**** Record excerpts

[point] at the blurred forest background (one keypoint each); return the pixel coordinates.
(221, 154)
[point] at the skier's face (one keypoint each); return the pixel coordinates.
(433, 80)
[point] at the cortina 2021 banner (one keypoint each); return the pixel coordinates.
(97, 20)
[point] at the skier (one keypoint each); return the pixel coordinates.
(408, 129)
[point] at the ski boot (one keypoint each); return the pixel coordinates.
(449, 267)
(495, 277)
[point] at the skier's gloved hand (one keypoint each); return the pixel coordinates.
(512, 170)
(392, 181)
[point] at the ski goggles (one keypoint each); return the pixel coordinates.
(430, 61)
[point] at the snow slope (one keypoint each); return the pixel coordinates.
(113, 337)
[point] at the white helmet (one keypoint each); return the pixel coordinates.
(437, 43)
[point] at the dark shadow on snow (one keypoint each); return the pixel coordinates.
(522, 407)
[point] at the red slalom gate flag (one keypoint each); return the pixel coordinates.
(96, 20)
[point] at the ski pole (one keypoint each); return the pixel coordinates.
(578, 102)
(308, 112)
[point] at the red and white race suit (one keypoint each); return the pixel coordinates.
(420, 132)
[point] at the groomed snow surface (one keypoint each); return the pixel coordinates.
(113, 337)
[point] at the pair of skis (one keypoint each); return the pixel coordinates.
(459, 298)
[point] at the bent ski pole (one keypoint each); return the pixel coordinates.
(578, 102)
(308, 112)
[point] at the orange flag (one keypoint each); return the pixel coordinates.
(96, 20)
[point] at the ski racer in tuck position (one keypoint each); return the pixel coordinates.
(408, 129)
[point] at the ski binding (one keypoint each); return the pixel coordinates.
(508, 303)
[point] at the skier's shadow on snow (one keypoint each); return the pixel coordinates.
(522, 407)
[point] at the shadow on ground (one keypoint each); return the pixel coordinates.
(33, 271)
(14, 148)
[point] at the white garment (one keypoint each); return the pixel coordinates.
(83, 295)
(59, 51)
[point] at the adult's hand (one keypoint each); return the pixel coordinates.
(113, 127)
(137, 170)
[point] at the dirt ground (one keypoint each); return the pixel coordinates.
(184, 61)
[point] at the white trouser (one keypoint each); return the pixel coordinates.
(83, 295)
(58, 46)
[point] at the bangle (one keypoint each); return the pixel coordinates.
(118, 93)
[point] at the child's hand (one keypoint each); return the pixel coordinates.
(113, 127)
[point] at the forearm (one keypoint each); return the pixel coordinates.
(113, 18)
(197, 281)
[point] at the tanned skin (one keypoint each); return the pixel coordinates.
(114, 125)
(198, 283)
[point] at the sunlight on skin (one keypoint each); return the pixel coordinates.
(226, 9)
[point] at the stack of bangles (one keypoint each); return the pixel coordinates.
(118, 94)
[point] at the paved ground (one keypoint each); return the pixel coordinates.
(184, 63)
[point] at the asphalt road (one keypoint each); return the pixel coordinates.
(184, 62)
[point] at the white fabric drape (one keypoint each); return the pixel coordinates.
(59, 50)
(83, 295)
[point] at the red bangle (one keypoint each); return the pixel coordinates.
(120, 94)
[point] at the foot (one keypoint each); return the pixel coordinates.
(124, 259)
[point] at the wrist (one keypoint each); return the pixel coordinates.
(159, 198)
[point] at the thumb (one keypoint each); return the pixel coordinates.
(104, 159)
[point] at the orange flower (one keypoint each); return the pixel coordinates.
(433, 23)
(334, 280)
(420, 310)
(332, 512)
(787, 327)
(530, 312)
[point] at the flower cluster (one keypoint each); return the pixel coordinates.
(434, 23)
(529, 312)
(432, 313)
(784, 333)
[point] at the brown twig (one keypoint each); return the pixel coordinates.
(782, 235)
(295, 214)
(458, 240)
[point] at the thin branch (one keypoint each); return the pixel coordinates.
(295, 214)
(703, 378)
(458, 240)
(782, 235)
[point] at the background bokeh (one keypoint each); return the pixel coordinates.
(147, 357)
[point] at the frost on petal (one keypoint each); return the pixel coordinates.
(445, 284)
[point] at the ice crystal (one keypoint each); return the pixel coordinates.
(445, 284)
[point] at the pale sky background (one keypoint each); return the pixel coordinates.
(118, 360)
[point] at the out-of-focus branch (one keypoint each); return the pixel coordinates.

********

Exercise goal - Each line above is to be reproduced exactly. Leave none out.

Output of the exercise -
[point] at the blurred forest background (one keypoint each); return the pixel coordinates.
(221, 154)
[point] at the skier's face (one keypoint each); return the pixel coordinates.
(433, 80)
[point] at the cortina 2021 banner (one keypoint each); return the pixel coordinates.
(97, 20)
[point] at the skier (one keypoint each); return the pixel coordinates.
(408, 129)
[point] at the ski boot (one keypoint each); return the pixel coordinates.
(449, 267)
(495, 277)
[point] at the skier's gloved hand (one keypoint each); return the pixel coordinates.
(512, 170)
(392, 181)
[point] at the ski goggles (one keypoint each); return the pixel coordinates.
(430, 61)
[point] at the snow slope (one keypoint each); return the pixel coordinates.
(113, 337)
[point] at the white helmet (one keypoint each); return the pixel coordinates.
(437, 43)
[point] at the dark shadow on snow (one keypoint each); return the pixel coordinates.
(522, 407)
[point] at the red slalom gate flag (one keypoint each); return the pixel coordinates.
(96, 20)
[point] at the ski pole (one keypoint each); return the pixel coordinates.
(578, 102)
(308, 112)
[point] at the red and white race suit (one keypoint each); return the pixel coordinates.
(420, 132)
[point] at the groomed snow surface (one keypoint each); return the pixel coordinates.
(113, 337)
[point] at the pair of skis (one keypoint each); return the pixel coordinates.
(459, 298)
[point] at the bent ski pole (one keypoint each); return the pixel coordinates.
(578, 102)
(308, 112)
[point] at the orange flag (one keypoint each); return the pixel coordinates.
(96, 20)
[point] at the ski racer in tuck position (one keypoint each); return the pixel coordinates.
(408, 129)
[point] at the ski binding (one keypoint each); return the pixel coordinates.
(508, 303)
[point] at the skier's shadow on snow (one keypoint each); return the pixel coordinates.
(522, 407)
[point] at the shadow on ground (one keypoint each); return the pixel coordinates.
(33, 271)
(14, 148)
[point] at the white garment (one keypoint each); return the pixel coordinates.
(83, 295)
(59, 51)
[point] at the adult's hand (one keypoint each); return the pixel coordinates.
(113, 127)
(137, 170)
[point] at the dirt ground (one keypoint each); return the pixel coordinates.
(184, 61)
[point] at the white trouser (one keypoint each); return the pixel coordinates.
(83, 295)
(58, 46)
[point] at the bangle (one keypoint each); return the pixel coordinates.
(118, 93)
[point] at the child's hand (one keypoint each); return the pixel coordinates.
(113, 127)
[point] at the forearm (one keypoint each); return the pixel coordinates.
(113, 18)
(197, 281)
[point] at the tanned skin (one keypoint each); return the pixel coordinates.
(114, 125)
(198, 283)
[point] at the sunlight on skin (one keypoint each); return the pixel coordinates.
(226, 9)
[point] at the stack of bangles (one keypoint each); return the pixel coordinates.
(118, 94)
[point] at the paved ground (one keypoint each); return the pixel coordinates.
(184, 63)
[point] at the asphalt road (one keypoint each); return the pixel coordinates.
(184, 62)
[point] at the white fabric drape (one keypoint each); return the pixel coordinates.
(59, 50)
(83, 295)
[point] at the red bangle (one keypoint each); return the pixel coordinates.
(120, 94)
[point] at the foot (one keypoint each); return the pixel coordinates.
(124, 259)
[point] at the wrist (one keypoint each); return the pixel coordinates.
(159, 198)
[point] at the thumb (one keypoint each); return the pixel coordinates.
(104, 159)
[point] at the orange flower (one keypoint each); return the pixel coordinates.
(433, 23)
(334, 280)
(420, 310)
(332, 512)
(787, 327)
(530, 312)
[point] at the flower cluster (one keypoint each); return the pixel coordinates.
(434, 23)
(529, 312)
(432, 313)
(784, 333)
[point] at the brown twig (one keypoint each); return the pixel coordinates.
(782, 235)
(295, 214)
(458, 240)
[point] at the thin branch (one keypoint each); return the pixel coordinates.
(295, 214)
(703, 378)
(458, 240)
(782, 235)
[point] at the background bokeh (one keypoint each); return the pixel coordinates.
(147, 357)
[point] at the frost on petal (one keypoint each); return the pixel coordinates.
(445, 284)
[point] at the ice crystal (one keypoint each); return the pixel coordinates.
(445, 284)
[point] at the pale sky background (one keypoint each); return the pixel coordinates.
(118, 360)
[point] at the out-of-focus branch (one keypoint each); return the pixel coordinates.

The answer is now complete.